==== LISTED RECORDS ====
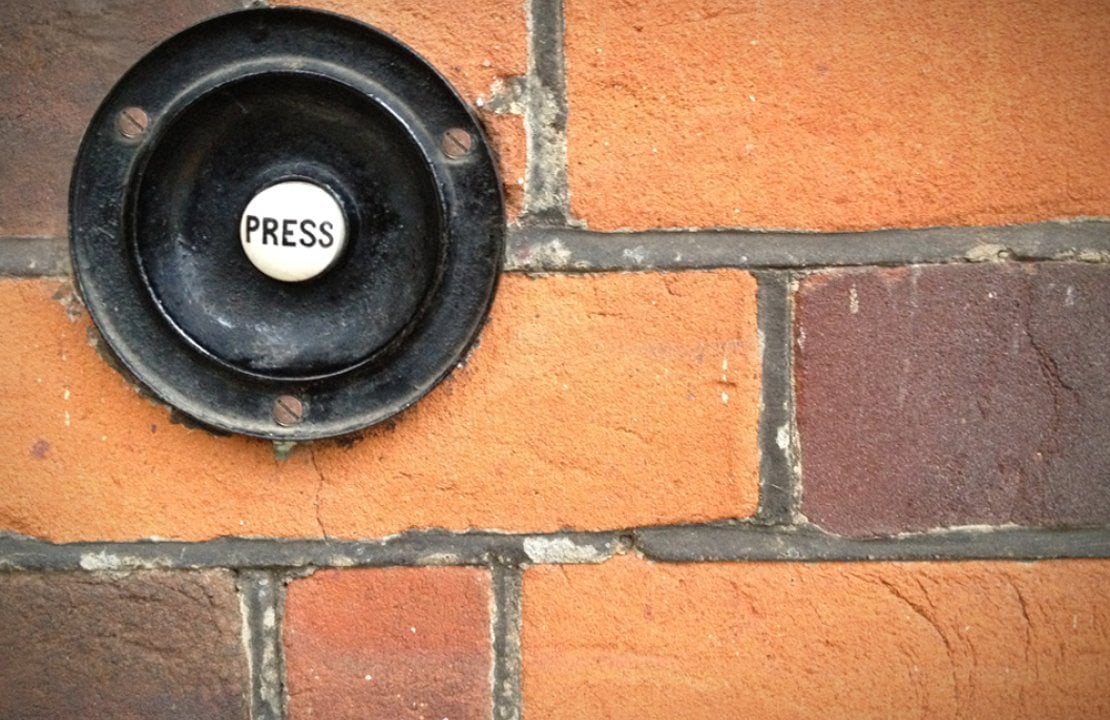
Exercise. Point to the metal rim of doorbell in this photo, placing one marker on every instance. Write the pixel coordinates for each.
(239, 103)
====
==== LISTED RECORDS ====
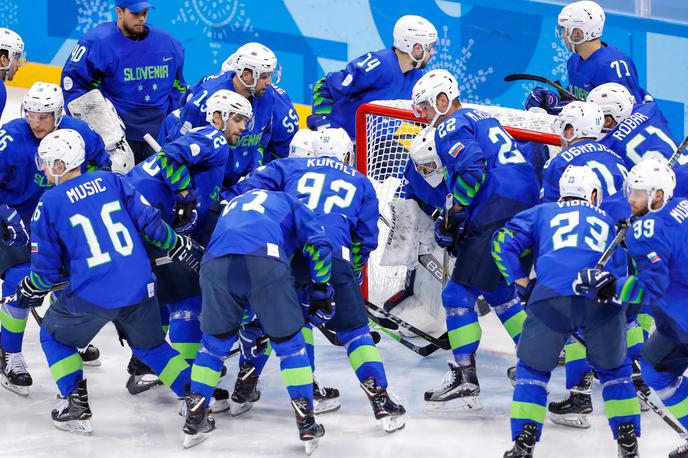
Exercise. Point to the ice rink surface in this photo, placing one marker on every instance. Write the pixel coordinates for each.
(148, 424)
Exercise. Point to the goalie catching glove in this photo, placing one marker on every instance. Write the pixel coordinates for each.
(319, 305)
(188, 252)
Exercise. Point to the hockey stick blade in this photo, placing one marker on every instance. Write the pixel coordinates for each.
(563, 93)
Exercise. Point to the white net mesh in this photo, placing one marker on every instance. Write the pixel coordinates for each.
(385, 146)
====
→ **SET TASK**: Identify every line in the records that contains the string "pixel" and copy each such line in full.

→ **ANSWER IN FULL**:
Exercise. Point to the metal rim of doorbell in this photo, placing one marker on every instance. Write the pixel coordinates for each.
Exercise. Point to the ice rink surface in this photo, placing one marker on every instance. Write the pixel coordinates for each.
Exercise. Point to the goalie catching glove in this photo, placing one marker on every instance. Write the pixel coordinates for each.
Exercise. Point to the hockey stick blade in this photo, placing one marker on every instance. Write the pixel coordinates for each.
Exercise. Point to the white net mesh in this photo, placing one marker on every instance. Write the pixel coordinates for each.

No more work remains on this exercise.